(Document passage)

I'd replace the 'stat before going near the HCV if i were you. Before you start the drain, flush etc, ensure the heater is set to the hottest setting, it needs to be there so the matrix gets flushed too.

When you come to do it, invest in something like Comma X-stream Flush for the cooling system and add it as per the directions on it.

If it says run it at a fast idle for 20 minutes, take it for a half hour drive instead.

Once you're home and it has cooled somewhat, remove the 'stat housing and the old 'stat. Refit the housing then remove the top hose from the radiator stub. Use your garden hose in the open end of the top hose, if you have a Hozelock type fitting it should fit snugly inside the top hose.
Turn the water on for the hose and leave it running. This reverse flushes the system with the old stuff exiting via the radiator stub at the top. Usually takes about half hour to get it running clear, once it is running clear leave it 10 minutes or so more to ensure it really is clear.
Turn the hose off and remove it from the top hose. Remove the bottom hose from the bottom of the rad to drain off excess water from the rad and block and then refit - having a new Jublee clip for it is a wise move as they often rust.

Once the bottom hose is secure, add 5L of concentrated Ethylene Glycol antifreeze. The exact figure for 50/50 mix is something like 4.8L, can't recall it exactly and it's as close to 5L as makes very little difference.
Fit the new 'stat, note the seal sits around the edge of the 'stat ont on it or under it - there is a groove inside the seal to let it sit around the 'stat. Ensure the recess in the head and 'stat housing are clean and smooth, use some silicone grease in the groove and smear some on the outer parts of the seal too and fit, ensuring the jiggle valve is at the top if it has one.
Refit the 'stat housing and top hose to the rad.

Top up the expansion tank with fresh water (remember you already have enough antifreeze in so water is fine), refit the cap and squeeze the bottom hose several times to help move the air to the top. If the level drops in the tank, add more water to the "MIN" line and squeeze the bottom hose a few more times. Repeat until squeezing the bottom hose doesn't result in further drop of the level.

Refit the cap and take for a drive, ensuring you get it up to temperature and that the heater works, no leaks etc. Return home and park it facing uphill and leave to cool until the following day then check and top up the level to the "MIN" mark if needed.

I've used this method for decades on a variety of cars and it works. Whatever you do, don't be tempted to buy OAT coolant, doesn't matter how good the salesman says it is, it will destroy your engine.

(End Document passage)
(Provided data)

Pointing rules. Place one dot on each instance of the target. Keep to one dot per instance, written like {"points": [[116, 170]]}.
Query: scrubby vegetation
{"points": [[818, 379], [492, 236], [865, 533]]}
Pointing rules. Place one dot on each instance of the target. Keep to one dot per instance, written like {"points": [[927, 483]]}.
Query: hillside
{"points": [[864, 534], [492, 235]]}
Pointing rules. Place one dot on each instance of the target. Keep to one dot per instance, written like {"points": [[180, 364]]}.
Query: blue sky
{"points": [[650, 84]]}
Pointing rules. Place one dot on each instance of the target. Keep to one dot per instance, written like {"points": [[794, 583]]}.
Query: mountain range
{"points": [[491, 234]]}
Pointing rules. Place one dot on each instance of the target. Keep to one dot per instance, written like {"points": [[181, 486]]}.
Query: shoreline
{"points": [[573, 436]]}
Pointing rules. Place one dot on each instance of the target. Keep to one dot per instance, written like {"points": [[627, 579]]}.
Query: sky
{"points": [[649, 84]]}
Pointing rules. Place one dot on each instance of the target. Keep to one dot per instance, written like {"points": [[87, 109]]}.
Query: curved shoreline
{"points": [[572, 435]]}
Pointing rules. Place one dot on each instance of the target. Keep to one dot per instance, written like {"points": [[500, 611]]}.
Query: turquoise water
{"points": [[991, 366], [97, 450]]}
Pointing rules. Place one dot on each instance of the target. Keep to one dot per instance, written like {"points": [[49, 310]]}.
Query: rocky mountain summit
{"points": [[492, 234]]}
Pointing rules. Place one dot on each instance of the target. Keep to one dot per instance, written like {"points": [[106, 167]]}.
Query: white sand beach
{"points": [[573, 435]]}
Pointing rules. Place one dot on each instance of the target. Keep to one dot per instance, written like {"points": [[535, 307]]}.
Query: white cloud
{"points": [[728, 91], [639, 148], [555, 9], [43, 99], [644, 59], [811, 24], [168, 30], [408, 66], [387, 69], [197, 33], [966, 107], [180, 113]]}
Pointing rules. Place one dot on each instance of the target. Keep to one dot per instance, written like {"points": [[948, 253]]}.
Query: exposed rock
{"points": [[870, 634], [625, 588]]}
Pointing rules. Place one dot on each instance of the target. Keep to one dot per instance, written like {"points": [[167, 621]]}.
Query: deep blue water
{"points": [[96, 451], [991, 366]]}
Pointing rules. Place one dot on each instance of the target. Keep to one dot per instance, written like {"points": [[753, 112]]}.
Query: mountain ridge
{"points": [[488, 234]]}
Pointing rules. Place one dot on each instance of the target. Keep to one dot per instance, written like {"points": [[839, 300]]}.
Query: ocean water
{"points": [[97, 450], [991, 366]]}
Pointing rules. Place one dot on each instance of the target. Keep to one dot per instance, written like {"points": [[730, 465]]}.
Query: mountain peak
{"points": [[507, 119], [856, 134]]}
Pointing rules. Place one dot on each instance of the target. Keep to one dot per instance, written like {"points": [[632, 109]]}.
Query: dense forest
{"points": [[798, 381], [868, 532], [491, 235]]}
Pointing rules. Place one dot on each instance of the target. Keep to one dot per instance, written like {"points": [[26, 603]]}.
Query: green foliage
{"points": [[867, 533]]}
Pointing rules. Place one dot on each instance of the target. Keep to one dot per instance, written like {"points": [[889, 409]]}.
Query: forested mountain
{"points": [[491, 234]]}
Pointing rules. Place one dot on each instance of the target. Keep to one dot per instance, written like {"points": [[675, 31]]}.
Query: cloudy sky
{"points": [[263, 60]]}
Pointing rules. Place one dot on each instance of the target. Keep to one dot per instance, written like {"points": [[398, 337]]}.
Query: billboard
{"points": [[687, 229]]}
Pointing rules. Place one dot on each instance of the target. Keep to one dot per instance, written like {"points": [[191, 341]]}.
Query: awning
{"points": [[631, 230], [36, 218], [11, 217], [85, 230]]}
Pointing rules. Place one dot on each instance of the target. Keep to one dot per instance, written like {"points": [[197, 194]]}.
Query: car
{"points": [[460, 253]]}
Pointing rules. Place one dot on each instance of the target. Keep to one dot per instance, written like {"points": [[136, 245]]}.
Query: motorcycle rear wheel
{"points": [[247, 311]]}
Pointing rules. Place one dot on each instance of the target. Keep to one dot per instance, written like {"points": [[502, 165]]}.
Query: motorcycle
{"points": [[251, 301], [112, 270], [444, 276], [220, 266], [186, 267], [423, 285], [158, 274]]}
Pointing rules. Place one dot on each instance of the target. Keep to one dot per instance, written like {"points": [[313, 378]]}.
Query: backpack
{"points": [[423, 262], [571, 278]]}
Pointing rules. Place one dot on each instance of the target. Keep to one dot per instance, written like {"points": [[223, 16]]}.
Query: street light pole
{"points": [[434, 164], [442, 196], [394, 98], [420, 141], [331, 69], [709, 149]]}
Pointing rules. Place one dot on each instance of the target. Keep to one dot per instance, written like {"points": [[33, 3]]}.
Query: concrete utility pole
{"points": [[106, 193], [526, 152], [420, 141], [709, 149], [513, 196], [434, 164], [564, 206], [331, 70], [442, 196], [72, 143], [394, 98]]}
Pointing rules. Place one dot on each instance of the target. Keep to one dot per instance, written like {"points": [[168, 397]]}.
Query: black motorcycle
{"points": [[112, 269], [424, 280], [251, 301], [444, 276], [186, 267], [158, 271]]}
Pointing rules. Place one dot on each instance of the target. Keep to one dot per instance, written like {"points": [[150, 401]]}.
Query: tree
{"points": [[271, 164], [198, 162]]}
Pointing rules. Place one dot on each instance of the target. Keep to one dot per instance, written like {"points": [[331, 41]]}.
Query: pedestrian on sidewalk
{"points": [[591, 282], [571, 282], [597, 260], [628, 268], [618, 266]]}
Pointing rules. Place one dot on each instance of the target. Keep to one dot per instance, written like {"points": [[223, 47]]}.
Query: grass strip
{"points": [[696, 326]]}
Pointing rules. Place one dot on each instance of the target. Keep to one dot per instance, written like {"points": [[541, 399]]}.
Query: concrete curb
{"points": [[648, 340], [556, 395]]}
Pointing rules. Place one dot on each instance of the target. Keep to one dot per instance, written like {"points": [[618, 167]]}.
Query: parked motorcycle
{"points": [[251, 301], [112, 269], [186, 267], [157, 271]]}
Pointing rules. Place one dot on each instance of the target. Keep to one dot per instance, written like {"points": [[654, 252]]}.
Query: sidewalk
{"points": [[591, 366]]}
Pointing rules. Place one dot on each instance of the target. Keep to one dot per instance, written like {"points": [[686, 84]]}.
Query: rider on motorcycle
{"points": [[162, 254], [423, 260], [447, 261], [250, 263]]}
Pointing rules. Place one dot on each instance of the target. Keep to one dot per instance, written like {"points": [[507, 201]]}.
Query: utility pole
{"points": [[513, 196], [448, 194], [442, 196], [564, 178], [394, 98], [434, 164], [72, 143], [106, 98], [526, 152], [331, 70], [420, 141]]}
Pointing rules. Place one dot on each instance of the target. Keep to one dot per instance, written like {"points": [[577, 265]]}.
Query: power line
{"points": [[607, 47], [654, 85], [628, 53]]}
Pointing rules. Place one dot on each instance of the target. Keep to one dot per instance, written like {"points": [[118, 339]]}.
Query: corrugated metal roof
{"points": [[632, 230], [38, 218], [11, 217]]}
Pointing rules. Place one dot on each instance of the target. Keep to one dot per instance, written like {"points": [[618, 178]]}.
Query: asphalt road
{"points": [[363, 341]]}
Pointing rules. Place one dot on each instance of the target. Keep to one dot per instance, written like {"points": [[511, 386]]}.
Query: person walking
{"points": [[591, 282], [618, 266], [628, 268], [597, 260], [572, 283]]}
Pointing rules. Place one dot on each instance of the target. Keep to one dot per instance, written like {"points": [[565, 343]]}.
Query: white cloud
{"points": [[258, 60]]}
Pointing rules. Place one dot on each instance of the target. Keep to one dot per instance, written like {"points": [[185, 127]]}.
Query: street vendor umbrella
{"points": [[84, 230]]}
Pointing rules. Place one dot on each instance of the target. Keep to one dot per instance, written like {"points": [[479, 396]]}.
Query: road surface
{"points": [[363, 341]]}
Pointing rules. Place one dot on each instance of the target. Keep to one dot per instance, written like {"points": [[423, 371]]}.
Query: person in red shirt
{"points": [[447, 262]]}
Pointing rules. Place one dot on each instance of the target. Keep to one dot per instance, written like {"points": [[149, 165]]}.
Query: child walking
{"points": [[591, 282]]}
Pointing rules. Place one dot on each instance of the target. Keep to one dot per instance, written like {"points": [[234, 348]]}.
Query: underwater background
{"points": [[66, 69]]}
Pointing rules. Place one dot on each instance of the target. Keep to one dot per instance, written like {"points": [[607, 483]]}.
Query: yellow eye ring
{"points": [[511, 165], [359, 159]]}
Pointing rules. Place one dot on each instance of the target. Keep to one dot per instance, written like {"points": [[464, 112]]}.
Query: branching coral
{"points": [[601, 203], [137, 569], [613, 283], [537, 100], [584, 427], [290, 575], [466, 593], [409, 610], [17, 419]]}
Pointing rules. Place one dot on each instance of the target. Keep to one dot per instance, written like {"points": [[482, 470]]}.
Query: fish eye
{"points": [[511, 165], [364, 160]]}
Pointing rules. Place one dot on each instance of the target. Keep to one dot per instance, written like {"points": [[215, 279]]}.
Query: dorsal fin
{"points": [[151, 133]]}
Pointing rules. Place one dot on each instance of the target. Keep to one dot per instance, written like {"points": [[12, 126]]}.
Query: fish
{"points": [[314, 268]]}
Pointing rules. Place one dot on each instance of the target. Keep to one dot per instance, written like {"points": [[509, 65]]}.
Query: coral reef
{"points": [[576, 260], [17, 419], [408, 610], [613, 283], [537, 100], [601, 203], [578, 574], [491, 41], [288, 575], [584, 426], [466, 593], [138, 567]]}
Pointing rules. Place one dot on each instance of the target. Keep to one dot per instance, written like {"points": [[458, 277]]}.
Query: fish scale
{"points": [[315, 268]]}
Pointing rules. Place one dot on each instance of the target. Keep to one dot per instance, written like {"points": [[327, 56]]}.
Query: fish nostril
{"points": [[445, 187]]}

(End Provided data)

Problems to work on:
- 1) In the cooling system flush instructions, write out the stretch from "Turn the hose" through "to the rad." again, switching "silicone grease" to "rubber grease".
- 2) In the cooling system flush instructions, how much concentrated Ethylene Glycol antifreeze should be added once the bottom hose is secure?
- 3) Write the next part of the cooling system flush instructions, picking up after the last sentence.
None of this data is needed for the work here.

Answers for the exercise:
- 1)
Turn the hose off and remove it from the top hose. Remove the bottom hose from the bottom of the rad to drain off excess water from the rad and block and then refit - having a new Jublee clip for it is a wise move as they often rust.

Once the bottom hose is secure, add 5L of concentrated Ethylene Glycol antifreeze. The exact figure for 50/50 mix is something like 4.8L, can't recall it exactly and it's as close to 5L as makes very little difference.
Fit the new 'stat, note the seal sits around the edge of the 'stat ont on it or under it - there is a groove inside the seal to let it sit around the 'stat. Ensure the recess in the head and 'stat housing are clean and smooth, use some rubber grease in the groove and smear some on the outer parts of the seal too and fit, ensuring the jiggle valve is at the top if it has one.
Refit the 'stat housing and top hose to the rad.

- 2) 5L

- 3)
If some idiot has previously used OAT coolant (usually red or orange) then you have other problems and could be the cause of your lack of heat. Hopefully they haven't though! :nah:

kiloran Mar 18th, 2021 09:21

Quote:

Originally Posted by McGandalf (Post 2719451)
Thanks all for your excellent advice.

I have concluded it is almost certainly the thermostat that needs replacing. The water temp needle did not reach 50% after the decent run I made last night. It hit about 30% where it 'loitered' for the remainder of the journey.

New Volvo original thermostat and gasket ordered. Will also drain, flush and replace the coolant.

HCV not turning to cold - I will remove the driver's side steering column trim and check whether it is correctly seated in its housing. Will also remove the clip and try the test Ian21401 suggests.

Glad I've managed to get the car running as it should again. It is a majestic, incredibly comfortable, glacially slow old bus and I adore it!

Agree, sounds like the stat. That's exactly what mine was doing before I replaced it. Mine is now up to temp within a mile/5 mins driving so unless you're in the Arctic its a stat issue. Having had diesels for many years I'm always surprised just how quickly a big old lump like the B200F warms up.

Easy job (just follow LairdScooby's guide above) - make sure you give the stat housing bolts and hose clips a really good soaking of WD40 the night before. You really don't want to strip those and they are a bit soft. The beauty of the 940 cooling system is that everything is so accessible, particularly on the 2l non-turbos. I'm a ham-fisted bodger and have done the stat and the radiator in the last year with no issues, not even skinned knuckles.